** Prompt A **
In the records, swap "place a dot" for "put a marker" in the part that opens with the line containing "Pick out the dirt path" and closes with the line containing "<point>198,136</point>". Return only those lines, with everything else unchanged.

** Selected passage **
*-*-*

New Study Attempts to Candy-Coat Impact of Job Loss

Yves here. We’re featuring this post more as a critical thinking exercise rather than for the findings of the study posted below, although they are also of interest. As you’ll see, a study performed using 2000 to 2005 data in Germany found that workers who’d lost their jobs didn’t fare as bad as average outcomes suggested, since some were hit hard, while 25% had reached higher of pay in five years.

To which I say “Huh?”

First, even the relatively advantaged 25% would often suffered loss of income and presumably relative savings over the part if not all of the five year period. To reach better conclusions, you’d need to estimate lifetime earnings and see if they had prospects of coming out net ahead, based on the period of no/lower income and to what degree the later, higher earnings more than compensated for that.

Second, 25% better off still confirms a grim picture, that 75% were worse off on a long-term basis.

Third, the study time frame happened to occur during a period of strong growth in Germany. From the World Bank:

Fourth, German collective bargaining representation has fallen since 2000, which generally suggests a weakening of labor rights (readers who have more knowledge of the situation in Germany are encouraged to speak up; a quick search was not terribly informative). A European Union Trade Council report in 2020 found that the percentage of German workers covered by collective bargaining agreements had fallen by 14% to 54%, below the EU average of 61%. So Germany is far from the worker paradise that some assume it to be. The EU states with much higher collective bargaining levels: Denmark, Finland, Portugal, Slovenia, Spain, Italy, Austria, Netherlands, Finland, Belgium, France, Luxembourg, Sweden. Austria leads the pack at 98%.

*-*-*

Image object location entries
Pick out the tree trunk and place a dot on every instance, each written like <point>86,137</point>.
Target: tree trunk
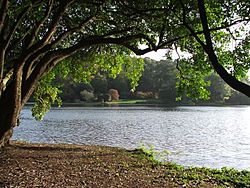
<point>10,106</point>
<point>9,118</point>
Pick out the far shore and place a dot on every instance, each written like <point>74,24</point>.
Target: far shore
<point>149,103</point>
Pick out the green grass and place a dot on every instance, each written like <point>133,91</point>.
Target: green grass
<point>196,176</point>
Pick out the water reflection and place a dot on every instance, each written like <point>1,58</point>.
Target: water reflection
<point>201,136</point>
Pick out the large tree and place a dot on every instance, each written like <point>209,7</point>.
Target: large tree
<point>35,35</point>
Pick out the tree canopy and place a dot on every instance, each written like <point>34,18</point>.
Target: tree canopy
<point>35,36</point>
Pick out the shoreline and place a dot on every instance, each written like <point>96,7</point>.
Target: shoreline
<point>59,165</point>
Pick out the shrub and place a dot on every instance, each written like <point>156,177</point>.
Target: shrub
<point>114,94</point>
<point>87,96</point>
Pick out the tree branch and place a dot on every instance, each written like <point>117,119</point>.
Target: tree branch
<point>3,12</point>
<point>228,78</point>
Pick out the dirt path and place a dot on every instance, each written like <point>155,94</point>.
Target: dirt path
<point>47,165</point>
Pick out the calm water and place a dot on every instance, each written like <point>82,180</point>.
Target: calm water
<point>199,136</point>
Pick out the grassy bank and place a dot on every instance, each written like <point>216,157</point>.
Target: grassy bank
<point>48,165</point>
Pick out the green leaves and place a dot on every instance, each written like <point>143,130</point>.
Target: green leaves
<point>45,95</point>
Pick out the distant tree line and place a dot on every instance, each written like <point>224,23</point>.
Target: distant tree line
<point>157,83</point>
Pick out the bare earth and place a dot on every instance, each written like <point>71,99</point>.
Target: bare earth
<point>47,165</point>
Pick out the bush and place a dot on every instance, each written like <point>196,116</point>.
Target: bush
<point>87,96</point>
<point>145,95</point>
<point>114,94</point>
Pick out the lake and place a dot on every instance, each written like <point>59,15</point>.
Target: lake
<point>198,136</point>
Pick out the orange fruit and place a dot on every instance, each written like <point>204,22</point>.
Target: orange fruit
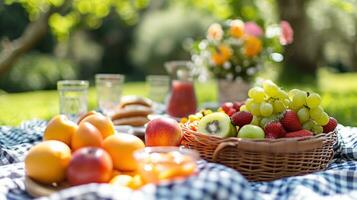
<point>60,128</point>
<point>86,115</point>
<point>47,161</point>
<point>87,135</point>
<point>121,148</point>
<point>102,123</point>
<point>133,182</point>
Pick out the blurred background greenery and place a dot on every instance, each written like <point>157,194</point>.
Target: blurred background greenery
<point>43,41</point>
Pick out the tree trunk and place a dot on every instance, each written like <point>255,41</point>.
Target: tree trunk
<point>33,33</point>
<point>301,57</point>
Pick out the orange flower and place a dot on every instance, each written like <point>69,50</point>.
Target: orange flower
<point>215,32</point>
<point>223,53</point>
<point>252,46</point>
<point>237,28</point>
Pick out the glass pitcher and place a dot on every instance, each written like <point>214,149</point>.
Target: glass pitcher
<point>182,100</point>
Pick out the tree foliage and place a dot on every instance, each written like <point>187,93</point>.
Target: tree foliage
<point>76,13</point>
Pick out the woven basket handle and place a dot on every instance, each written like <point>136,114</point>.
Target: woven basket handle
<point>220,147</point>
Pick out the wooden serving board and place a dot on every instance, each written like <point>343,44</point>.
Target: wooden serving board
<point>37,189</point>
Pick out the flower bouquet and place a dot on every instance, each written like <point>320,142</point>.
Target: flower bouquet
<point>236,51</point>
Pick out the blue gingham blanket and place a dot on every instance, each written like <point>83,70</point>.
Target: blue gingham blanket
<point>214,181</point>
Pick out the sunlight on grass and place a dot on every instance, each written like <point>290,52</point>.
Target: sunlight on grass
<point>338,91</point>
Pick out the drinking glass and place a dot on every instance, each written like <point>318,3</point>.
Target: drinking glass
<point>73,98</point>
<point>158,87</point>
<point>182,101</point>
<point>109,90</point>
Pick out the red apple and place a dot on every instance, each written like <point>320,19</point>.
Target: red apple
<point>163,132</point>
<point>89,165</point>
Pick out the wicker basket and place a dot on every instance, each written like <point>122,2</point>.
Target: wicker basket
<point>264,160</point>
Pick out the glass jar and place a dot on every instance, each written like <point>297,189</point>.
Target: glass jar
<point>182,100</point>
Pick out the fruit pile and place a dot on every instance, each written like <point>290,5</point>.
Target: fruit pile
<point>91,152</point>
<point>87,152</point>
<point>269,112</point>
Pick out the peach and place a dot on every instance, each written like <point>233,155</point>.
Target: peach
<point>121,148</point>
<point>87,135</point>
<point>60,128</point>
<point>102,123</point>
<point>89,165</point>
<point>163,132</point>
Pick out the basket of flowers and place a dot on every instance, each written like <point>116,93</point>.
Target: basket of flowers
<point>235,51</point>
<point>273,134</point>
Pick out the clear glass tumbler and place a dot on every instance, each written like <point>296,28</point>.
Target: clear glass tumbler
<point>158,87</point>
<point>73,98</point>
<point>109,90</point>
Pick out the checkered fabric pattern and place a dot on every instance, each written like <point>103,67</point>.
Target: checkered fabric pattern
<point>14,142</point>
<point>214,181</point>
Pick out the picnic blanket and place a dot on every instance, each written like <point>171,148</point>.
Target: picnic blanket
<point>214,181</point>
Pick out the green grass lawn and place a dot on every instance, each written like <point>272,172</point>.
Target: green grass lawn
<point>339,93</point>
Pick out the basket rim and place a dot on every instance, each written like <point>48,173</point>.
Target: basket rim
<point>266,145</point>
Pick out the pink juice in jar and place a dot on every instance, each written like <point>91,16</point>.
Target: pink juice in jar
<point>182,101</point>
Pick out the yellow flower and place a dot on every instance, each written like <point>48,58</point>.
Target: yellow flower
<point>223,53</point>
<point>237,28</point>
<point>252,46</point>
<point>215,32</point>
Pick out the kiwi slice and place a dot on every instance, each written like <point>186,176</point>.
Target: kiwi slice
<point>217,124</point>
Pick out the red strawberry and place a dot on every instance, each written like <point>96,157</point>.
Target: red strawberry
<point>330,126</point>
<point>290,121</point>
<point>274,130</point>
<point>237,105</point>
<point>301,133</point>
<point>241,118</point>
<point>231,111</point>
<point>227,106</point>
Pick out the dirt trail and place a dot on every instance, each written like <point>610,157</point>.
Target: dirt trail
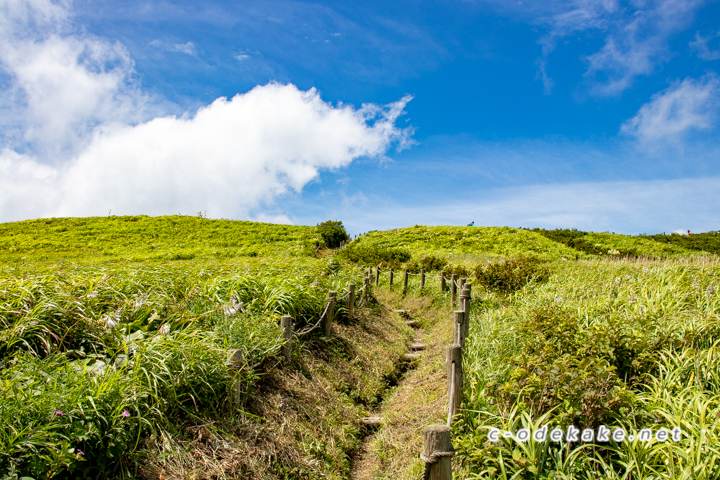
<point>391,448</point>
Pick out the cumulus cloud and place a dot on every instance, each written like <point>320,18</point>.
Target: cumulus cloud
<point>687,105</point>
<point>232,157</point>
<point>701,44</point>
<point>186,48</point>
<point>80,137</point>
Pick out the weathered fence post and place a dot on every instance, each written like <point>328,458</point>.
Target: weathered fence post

*-*-*

** Prompt B **
Condense the paragraph of the job-loss study critique that begins "Fourth, German collective bargaining" into a short bulleted list of its main facts.

** Complete answer A **
Pick out the dirt path and put a marker on every instance, each written like <point>155,94</point>.
Target: dirt path
<point>47,165</point>
Pick out the calm water and put a marker on every instance, each written like <point>82,180</point>.
Target: calm water
<point>199,136</point>
Pick out the grassy bank and put a marker on every instance, each written like <point>216,157</point>.
Target: grassy bank
<point>48,165</point>
Pick out the green leaves and put a marker on every instance, each written like <point>143,130</point>.
Target: green leaves
<point>45,95</point>
Pick out the distant tree line and put a marker on every instance, each written like <point>224,23</point>.
Target: distant tree line
<point>157,83</point>
Pick out the bare earth and put a marker on every instance, each written like <point>71,99</point>.
Target: bare earth
<point>47,165</point>
Pick out the bush and put a marker on every instance, each written like <point>196,116</point>.
Target: bush
<point>87,96</point>
<point>145,95</point>
<point>114,94</point>
Pick out the lake and put a marker on every instance, each written like <point>59,15</point>.
Target: lake
<point>198,136</point>

** Complete answer B **
- German collective bargaining representation has fallen since 2000, which generally suggests a weakening of labor rights.
- A 2020 European Union Trade Council report found that the share of German workers covered by collective bargaining agreements had fallen by 14% to 54%, below the EU average of 61%.
- Germany is therefore far from the worker paradise some assume it to be.
- Many EU states have much higher collective bargaining levels, and Austria leads at 98%.